[Trechos de um conjunto de dados de marcação de pontos]

- - -

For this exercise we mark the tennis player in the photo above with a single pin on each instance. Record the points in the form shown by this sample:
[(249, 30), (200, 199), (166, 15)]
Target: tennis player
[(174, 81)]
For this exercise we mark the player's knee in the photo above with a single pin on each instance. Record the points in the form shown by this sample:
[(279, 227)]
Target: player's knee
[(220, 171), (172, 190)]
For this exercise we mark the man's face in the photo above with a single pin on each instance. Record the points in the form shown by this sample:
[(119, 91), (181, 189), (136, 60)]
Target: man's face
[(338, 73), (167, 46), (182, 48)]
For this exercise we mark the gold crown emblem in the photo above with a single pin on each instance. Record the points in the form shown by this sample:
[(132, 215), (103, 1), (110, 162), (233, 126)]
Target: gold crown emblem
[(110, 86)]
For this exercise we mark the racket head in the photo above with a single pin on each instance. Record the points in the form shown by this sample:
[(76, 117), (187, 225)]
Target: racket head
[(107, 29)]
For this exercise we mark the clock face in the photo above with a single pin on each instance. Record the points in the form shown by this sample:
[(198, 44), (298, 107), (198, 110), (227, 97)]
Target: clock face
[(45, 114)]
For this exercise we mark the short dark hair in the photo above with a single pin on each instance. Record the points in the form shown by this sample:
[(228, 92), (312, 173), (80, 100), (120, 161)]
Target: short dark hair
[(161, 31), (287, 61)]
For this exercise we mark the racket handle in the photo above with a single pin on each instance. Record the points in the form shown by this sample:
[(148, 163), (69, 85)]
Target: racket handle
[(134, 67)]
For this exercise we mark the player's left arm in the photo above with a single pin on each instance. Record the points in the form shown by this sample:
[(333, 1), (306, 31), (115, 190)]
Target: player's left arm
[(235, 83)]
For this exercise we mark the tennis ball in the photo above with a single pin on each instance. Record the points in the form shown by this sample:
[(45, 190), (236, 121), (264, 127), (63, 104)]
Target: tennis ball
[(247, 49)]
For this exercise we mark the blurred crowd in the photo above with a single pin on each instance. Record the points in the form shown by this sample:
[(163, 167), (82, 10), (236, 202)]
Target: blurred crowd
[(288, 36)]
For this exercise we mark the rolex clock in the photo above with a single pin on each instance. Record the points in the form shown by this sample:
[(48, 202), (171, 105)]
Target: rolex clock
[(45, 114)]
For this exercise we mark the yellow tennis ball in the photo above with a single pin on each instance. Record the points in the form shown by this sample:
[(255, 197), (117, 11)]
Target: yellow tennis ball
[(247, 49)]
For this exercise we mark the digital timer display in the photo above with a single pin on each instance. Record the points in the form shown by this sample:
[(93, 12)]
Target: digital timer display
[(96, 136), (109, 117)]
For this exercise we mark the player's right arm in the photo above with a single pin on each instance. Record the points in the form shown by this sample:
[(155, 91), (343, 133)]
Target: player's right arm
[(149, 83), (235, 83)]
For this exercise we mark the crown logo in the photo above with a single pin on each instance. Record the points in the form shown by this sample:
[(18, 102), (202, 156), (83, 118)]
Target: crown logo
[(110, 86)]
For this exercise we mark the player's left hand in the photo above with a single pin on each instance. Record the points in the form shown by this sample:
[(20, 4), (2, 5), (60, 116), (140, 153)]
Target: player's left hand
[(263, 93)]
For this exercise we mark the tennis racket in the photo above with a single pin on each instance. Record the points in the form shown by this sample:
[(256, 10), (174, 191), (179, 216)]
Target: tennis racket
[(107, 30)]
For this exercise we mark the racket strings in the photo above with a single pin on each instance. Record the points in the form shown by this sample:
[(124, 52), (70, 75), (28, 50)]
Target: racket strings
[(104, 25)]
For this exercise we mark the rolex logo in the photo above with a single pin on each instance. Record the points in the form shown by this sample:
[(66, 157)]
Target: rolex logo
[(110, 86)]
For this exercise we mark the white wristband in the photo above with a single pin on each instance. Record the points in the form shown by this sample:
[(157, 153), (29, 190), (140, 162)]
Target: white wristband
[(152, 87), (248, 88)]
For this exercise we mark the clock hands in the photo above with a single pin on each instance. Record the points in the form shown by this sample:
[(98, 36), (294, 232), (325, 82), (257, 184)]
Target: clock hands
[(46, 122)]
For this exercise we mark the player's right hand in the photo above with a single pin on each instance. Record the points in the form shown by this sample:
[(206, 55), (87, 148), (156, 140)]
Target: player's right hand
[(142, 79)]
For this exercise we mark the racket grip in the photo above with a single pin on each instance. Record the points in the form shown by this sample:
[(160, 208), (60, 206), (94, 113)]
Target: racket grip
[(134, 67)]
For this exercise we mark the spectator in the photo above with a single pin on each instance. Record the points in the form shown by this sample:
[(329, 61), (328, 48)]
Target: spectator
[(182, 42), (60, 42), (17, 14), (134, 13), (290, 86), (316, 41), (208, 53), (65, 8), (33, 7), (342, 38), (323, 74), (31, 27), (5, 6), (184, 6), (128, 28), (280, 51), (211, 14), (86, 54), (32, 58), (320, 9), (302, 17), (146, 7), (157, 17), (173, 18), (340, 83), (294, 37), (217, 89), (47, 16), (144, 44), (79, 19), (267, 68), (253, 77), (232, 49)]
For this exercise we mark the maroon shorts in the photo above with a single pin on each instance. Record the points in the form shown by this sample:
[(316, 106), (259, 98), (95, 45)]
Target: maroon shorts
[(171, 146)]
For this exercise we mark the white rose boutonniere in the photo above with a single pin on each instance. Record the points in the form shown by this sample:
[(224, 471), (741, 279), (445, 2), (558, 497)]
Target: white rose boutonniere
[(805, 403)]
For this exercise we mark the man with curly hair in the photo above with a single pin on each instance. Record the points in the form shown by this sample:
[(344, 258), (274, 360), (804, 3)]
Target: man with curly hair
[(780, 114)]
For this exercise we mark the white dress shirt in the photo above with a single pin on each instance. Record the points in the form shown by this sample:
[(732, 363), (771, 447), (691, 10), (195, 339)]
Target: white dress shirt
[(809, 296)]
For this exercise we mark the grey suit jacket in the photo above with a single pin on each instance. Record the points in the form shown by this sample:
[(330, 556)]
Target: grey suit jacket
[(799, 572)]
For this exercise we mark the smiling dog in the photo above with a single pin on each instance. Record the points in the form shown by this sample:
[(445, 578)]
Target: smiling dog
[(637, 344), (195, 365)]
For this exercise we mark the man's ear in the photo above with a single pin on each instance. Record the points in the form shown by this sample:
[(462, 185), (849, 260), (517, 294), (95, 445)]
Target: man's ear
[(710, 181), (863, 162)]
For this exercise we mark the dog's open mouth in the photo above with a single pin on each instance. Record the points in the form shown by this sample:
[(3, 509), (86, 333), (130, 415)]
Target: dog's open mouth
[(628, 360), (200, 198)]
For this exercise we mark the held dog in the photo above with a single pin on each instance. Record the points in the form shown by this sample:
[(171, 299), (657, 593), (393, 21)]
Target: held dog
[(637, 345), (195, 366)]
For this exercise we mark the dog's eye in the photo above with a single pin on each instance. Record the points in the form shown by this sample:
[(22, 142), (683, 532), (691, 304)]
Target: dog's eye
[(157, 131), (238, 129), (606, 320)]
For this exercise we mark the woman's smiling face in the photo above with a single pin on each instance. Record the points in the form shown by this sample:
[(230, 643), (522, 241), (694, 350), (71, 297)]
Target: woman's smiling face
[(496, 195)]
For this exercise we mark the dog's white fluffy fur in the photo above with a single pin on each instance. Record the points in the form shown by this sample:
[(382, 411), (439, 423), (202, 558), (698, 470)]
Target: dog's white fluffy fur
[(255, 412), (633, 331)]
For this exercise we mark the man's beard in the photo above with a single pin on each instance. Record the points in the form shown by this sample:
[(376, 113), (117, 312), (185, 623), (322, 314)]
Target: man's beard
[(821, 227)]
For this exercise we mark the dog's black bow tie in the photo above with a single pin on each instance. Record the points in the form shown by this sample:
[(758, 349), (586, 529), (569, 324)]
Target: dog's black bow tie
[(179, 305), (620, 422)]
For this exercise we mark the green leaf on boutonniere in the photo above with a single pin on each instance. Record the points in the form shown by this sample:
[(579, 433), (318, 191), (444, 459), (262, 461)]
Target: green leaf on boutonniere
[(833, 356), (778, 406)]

- - -

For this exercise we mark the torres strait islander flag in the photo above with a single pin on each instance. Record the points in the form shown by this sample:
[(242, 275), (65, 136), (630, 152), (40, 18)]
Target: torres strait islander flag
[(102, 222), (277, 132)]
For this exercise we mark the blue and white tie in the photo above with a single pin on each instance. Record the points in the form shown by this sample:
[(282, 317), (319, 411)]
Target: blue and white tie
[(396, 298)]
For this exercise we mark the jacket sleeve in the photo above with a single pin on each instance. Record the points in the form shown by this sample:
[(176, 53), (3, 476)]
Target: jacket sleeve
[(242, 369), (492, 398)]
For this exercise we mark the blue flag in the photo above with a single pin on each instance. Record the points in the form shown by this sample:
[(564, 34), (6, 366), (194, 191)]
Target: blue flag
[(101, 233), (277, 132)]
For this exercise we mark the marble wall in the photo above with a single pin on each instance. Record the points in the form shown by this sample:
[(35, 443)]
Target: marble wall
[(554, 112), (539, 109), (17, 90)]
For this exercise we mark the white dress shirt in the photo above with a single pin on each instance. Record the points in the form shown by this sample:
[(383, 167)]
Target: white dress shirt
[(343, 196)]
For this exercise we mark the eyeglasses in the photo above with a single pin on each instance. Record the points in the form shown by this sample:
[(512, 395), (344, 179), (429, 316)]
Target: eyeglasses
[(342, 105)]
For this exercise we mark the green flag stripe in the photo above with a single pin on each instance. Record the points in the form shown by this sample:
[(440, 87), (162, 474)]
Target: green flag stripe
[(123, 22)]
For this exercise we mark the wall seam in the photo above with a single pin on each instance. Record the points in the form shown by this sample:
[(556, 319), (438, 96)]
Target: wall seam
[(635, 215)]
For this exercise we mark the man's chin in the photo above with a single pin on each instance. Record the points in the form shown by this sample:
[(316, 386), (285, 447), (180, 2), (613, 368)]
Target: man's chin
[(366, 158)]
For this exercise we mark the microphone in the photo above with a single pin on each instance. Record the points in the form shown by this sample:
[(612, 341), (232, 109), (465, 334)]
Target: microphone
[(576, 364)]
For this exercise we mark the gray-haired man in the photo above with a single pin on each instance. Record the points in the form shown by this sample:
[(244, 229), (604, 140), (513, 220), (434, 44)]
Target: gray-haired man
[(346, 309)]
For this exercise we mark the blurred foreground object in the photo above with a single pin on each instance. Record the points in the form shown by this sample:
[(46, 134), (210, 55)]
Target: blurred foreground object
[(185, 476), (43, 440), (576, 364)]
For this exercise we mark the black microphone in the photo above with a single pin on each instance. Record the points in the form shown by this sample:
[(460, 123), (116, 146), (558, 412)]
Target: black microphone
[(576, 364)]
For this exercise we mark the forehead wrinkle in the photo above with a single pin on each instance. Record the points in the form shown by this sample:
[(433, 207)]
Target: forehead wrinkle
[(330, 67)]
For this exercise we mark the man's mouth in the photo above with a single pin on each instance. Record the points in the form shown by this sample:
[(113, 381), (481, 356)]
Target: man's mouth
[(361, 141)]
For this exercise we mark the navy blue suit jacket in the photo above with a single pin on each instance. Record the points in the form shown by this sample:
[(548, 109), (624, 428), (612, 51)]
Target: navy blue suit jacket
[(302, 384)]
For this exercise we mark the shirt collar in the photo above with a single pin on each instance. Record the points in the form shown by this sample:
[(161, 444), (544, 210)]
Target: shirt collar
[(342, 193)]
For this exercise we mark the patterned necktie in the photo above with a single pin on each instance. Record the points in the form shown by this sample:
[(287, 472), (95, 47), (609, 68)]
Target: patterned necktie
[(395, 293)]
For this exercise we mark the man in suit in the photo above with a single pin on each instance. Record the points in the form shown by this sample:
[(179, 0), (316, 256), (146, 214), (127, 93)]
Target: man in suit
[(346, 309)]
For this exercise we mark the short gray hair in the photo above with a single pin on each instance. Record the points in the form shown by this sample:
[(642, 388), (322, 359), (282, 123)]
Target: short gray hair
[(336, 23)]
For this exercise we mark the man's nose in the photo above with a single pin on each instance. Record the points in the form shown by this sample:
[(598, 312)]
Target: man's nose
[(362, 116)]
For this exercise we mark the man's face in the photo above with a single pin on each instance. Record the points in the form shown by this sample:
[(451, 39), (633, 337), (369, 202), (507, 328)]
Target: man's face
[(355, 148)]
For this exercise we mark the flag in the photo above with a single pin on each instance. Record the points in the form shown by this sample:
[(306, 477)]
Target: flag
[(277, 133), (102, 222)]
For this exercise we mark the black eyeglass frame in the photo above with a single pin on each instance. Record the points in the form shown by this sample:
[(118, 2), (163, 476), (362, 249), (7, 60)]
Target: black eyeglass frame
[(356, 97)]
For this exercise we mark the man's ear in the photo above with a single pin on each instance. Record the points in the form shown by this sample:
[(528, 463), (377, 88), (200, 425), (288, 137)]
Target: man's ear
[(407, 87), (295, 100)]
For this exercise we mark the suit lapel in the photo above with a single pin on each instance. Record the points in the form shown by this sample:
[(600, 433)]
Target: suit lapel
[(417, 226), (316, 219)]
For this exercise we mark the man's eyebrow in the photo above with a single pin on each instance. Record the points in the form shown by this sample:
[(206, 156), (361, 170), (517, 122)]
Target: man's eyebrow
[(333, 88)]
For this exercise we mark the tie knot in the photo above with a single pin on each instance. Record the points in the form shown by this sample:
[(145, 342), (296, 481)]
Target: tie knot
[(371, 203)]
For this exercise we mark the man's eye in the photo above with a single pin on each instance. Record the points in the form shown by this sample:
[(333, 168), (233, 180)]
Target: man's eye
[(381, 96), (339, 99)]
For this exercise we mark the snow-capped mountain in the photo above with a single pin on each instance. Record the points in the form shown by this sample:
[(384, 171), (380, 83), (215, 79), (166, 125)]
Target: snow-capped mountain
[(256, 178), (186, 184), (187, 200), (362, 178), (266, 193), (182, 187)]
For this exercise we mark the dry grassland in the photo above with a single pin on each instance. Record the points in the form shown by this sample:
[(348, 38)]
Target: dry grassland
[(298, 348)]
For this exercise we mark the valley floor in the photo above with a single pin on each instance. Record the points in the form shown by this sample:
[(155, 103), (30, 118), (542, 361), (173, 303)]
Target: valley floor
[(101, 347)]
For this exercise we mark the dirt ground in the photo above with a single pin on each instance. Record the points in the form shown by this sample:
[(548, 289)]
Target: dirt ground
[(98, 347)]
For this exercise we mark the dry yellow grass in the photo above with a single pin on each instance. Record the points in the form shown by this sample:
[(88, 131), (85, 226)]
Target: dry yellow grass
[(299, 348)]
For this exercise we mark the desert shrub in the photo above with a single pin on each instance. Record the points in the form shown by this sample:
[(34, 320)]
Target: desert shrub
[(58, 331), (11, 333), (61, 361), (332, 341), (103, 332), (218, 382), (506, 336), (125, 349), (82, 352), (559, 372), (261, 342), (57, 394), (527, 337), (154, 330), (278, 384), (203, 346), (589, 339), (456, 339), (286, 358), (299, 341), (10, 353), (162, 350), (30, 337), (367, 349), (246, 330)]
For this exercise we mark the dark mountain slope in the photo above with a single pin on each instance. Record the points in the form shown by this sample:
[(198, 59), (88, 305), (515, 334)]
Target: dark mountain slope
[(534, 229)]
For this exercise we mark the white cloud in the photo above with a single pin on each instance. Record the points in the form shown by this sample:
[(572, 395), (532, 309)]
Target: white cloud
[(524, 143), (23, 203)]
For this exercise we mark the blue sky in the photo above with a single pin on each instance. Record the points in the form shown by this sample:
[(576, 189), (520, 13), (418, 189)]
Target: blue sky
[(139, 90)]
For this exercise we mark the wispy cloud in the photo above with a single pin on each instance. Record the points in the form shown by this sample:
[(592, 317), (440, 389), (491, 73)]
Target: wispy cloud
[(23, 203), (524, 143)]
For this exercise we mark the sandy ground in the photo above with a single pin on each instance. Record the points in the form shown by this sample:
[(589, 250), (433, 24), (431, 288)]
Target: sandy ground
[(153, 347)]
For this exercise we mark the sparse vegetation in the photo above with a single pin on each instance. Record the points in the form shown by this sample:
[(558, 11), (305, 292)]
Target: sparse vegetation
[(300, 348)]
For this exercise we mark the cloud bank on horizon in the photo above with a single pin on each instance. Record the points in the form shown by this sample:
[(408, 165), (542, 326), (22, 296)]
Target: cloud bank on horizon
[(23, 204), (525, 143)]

- - -

*TAREFA A EXECUTAR*
Reproduza na íntegra todas as linhas, desde a que contém "For this exercise we mark the tennis player" até a que contém "[(338, 73), (167, 46), (182, 48)]", incluindo as duas. Aumente em 32 cada número das coordenadas das respostas e mantenha inalterado todo o restante.

*RESULTADO FINAL*
For this exercise we mark the tennis player in the photo above with a single pin on each instance. Record the points in the form shown by this sample:
[(249, 30), (200, 199), (166, 15)]
Target: tennis player
[(206, 113)]
For this exercise we mark the player's knee in the photo above with a single pin on each instance. Record the points in the form shown by this sample:
[(279, 227)]
Target: player's knee
[(252, 203), (204, 222)]
For this exercise we mark the man's face in the photo above with a single pin on each instance. Record the points in the form shown by this sample:
[(119, 91), (181, 189), (136, 60)]
Target: man's face
[(370, 105), (199, 78), (214, 80)]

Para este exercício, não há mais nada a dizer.